_Exercise input:_

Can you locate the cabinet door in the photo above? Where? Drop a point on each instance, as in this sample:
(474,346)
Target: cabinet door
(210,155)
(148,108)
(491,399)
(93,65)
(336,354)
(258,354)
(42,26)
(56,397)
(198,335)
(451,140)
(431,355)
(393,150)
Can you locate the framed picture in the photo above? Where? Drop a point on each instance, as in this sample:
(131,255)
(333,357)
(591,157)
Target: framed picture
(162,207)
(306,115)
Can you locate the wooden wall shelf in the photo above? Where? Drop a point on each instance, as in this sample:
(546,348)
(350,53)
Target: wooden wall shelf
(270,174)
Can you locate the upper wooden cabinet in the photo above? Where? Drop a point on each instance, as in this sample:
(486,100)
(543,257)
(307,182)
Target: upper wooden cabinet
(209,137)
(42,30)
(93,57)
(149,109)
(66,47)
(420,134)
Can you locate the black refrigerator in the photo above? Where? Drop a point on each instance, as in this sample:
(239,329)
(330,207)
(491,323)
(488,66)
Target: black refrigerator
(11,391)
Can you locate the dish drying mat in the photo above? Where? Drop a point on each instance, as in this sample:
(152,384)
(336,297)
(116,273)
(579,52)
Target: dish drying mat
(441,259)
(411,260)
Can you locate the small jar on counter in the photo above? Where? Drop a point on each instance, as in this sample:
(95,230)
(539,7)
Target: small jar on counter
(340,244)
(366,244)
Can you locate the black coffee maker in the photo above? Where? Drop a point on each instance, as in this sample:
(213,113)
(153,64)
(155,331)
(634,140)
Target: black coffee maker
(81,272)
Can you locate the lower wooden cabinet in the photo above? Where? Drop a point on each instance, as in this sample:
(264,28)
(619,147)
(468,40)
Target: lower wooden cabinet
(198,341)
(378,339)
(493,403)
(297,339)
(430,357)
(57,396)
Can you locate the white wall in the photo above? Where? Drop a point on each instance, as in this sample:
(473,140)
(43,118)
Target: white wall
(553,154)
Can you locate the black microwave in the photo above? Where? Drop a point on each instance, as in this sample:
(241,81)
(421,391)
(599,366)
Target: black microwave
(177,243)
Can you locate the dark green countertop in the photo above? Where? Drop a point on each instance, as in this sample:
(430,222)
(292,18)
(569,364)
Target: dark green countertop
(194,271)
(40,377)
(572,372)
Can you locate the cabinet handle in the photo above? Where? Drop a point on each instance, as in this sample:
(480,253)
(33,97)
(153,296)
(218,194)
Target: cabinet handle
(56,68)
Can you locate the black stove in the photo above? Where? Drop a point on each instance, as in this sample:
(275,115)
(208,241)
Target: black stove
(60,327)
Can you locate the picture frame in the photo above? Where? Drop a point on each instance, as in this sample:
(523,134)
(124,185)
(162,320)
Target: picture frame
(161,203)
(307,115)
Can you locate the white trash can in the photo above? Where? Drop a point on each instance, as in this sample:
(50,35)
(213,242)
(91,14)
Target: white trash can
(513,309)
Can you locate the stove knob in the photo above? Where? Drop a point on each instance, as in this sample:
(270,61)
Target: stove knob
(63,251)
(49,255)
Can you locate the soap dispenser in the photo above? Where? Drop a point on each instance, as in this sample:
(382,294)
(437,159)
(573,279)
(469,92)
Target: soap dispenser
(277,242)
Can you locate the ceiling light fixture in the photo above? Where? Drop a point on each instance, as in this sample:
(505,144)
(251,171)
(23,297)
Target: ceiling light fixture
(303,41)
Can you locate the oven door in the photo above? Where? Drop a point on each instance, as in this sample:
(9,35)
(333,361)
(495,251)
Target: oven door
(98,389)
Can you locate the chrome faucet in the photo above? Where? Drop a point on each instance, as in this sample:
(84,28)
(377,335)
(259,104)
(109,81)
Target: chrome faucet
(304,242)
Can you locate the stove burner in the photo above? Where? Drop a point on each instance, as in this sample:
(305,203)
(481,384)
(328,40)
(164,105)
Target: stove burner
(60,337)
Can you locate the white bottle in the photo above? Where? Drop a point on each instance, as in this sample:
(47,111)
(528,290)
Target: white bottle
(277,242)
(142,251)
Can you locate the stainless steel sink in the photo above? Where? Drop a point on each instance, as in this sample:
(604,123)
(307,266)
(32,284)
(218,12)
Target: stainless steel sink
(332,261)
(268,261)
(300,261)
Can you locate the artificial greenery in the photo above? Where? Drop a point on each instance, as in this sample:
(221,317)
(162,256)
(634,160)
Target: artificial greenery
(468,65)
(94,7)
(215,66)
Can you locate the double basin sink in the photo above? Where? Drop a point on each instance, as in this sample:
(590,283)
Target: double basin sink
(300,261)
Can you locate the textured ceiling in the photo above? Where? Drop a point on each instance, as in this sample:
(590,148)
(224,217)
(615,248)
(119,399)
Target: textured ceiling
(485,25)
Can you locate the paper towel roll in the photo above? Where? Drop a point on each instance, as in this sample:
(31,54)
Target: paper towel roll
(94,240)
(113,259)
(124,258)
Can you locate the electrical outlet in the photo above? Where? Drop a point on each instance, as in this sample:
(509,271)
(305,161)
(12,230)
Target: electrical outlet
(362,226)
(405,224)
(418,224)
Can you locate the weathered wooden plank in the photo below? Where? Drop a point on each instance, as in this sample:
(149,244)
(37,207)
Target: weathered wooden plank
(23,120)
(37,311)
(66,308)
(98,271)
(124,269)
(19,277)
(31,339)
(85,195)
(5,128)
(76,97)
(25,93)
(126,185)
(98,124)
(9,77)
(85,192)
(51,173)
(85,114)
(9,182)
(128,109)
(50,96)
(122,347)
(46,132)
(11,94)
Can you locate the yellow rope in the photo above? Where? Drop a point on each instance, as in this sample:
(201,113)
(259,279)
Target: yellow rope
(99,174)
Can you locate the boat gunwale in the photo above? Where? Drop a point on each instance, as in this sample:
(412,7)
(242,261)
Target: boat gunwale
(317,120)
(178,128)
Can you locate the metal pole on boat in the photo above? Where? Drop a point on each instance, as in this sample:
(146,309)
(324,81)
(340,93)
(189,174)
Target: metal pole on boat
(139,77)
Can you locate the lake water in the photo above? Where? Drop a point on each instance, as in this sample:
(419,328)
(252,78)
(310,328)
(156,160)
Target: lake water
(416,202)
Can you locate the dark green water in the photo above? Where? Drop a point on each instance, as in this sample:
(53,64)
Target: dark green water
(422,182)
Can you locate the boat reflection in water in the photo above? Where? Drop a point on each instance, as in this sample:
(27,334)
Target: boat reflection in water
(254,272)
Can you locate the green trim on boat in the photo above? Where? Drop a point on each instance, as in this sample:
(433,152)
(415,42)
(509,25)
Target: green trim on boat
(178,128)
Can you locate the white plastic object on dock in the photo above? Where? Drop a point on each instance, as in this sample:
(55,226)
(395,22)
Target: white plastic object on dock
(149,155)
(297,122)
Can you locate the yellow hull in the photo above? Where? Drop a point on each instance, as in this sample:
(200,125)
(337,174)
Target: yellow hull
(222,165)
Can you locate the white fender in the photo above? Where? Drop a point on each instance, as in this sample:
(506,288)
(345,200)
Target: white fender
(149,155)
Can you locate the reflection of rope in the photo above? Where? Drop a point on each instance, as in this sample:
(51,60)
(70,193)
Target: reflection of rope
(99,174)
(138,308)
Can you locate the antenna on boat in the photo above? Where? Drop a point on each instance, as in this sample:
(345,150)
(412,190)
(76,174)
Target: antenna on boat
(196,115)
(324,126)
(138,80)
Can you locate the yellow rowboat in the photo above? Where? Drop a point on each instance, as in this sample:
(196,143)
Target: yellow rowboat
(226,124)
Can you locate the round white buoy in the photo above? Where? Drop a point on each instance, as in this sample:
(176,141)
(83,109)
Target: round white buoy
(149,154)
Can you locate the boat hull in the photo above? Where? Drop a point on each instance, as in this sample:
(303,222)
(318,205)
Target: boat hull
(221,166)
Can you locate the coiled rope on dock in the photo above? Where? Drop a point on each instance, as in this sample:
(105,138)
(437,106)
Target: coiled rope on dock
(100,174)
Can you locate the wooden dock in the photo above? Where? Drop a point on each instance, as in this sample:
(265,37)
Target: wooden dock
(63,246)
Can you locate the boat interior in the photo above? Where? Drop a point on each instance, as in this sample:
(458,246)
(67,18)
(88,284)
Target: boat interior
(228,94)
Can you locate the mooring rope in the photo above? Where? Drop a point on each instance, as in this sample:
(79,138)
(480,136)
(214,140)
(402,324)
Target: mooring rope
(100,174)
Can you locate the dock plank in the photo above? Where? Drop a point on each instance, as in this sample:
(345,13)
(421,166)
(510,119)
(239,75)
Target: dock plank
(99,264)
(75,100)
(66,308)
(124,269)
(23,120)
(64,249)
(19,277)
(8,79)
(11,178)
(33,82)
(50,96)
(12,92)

_Exercise directions:_
Convert the data into a Markdown table, starting at the line that contains "Can you locate the mooring" and ending at the final line of the data. Use the columns Row and Data line, and leave out any blank lines.

_Response to this exercise:_
| Row | Data line |
|---|---|
| 1 | Can you locate the mooring rope in the photo above? Where? Drop a point on each instance, as in this sample: |
| 2 | (79,138) |
| 3 | (480,136) |
| 4 | (214,140) |
| 5 | (402,324) |
| 6 | Target: mooring rope |
| 7 | (100,174) |
| 8 | Can you locate the dock plank in the photo above? Where? Drop a point on each instance, as in this sample: |
| 9 | (345,13) |
| 10 | (421,166) |
| 11 | (510,119) |
| 12 | (239,75) |
| 13 | Target: dock plank |
| 14 | (99,264) |
| 15 | (75,100) |
| 16 | (66,308) |
| 17 | (124,269) |
| 18 | (23,120) |
| 19 | (64,249) |
| 20 | (19,277) |
| 21 | (8,79) |
| 22 | (11,178) |
| 23 | (33,82) |
| 24 | (50,96) |
| 25 | (12,92) |